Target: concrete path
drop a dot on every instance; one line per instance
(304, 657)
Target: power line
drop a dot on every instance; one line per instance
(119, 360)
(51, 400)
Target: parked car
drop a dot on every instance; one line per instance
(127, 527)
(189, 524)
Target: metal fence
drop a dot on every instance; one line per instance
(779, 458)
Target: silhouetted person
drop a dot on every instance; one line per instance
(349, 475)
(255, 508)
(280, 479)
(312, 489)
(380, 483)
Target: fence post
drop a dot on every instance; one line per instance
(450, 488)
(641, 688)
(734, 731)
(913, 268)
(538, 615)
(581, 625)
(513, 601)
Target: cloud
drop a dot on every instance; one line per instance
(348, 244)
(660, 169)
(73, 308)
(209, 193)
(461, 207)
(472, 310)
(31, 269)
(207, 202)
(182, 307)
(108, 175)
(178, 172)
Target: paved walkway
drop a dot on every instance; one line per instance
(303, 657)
==
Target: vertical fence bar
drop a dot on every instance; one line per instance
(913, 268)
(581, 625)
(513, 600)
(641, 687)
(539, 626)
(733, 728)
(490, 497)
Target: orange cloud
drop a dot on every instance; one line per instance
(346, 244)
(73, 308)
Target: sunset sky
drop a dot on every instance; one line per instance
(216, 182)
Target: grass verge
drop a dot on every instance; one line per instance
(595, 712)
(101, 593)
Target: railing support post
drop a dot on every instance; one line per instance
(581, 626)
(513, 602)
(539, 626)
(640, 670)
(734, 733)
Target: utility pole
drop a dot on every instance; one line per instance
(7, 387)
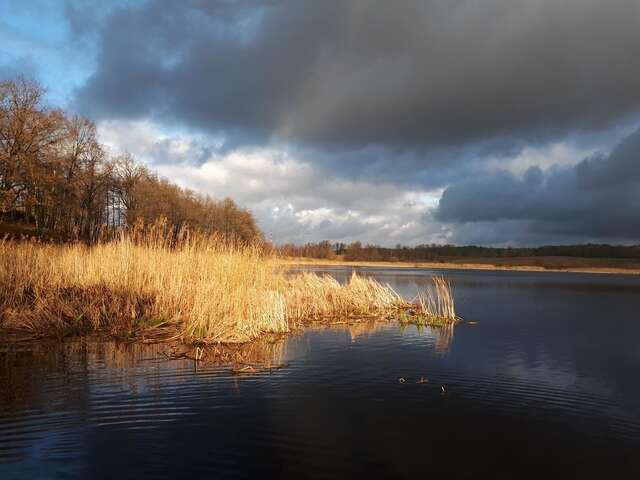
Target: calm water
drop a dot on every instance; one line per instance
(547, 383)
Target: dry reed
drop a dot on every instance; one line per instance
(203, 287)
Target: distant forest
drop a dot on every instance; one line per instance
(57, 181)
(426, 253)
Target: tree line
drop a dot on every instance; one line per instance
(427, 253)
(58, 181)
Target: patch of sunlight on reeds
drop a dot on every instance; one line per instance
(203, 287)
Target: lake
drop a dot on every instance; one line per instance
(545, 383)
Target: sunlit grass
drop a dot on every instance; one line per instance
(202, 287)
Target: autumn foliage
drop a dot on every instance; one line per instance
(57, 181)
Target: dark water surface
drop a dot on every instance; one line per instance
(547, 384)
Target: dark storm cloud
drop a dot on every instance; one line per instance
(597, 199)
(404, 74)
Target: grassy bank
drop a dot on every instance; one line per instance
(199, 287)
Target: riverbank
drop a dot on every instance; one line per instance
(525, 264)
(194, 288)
---
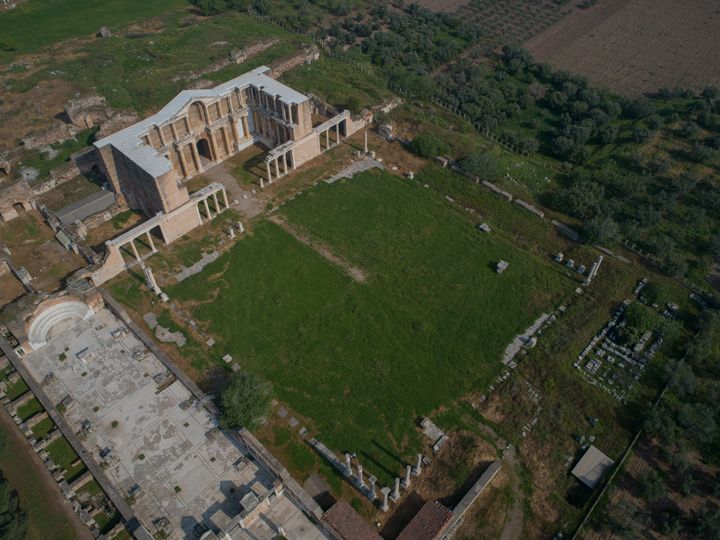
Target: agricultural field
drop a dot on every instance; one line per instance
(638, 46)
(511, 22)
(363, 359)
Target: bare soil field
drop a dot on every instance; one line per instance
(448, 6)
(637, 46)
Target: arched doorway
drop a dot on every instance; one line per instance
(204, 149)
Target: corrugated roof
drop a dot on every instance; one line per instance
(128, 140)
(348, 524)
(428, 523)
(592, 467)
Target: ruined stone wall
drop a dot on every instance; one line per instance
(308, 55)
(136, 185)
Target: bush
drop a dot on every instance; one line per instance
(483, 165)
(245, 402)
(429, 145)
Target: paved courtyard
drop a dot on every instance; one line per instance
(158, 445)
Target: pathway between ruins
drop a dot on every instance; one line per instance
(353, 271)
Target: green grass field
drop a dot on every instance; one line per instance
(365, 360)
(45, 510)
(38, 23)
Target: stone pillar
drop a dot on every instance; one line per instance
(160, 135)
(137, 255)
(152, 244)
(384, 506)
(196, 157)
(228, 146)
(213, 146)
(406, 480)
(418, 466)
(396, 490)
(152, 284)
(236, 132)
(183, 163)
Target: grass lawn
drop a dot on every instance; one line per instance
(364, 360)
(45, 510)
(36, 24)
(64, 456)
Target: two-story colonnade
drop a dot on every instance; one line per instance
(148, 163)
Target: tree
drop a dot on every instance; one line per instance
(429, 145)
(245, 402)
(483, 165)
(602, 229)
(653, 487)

## Written exercise
Pull from the material above every line that contains the word "paved", copying each one in full.

## Result of this task
Target: paved walkway
Target: paved courtyard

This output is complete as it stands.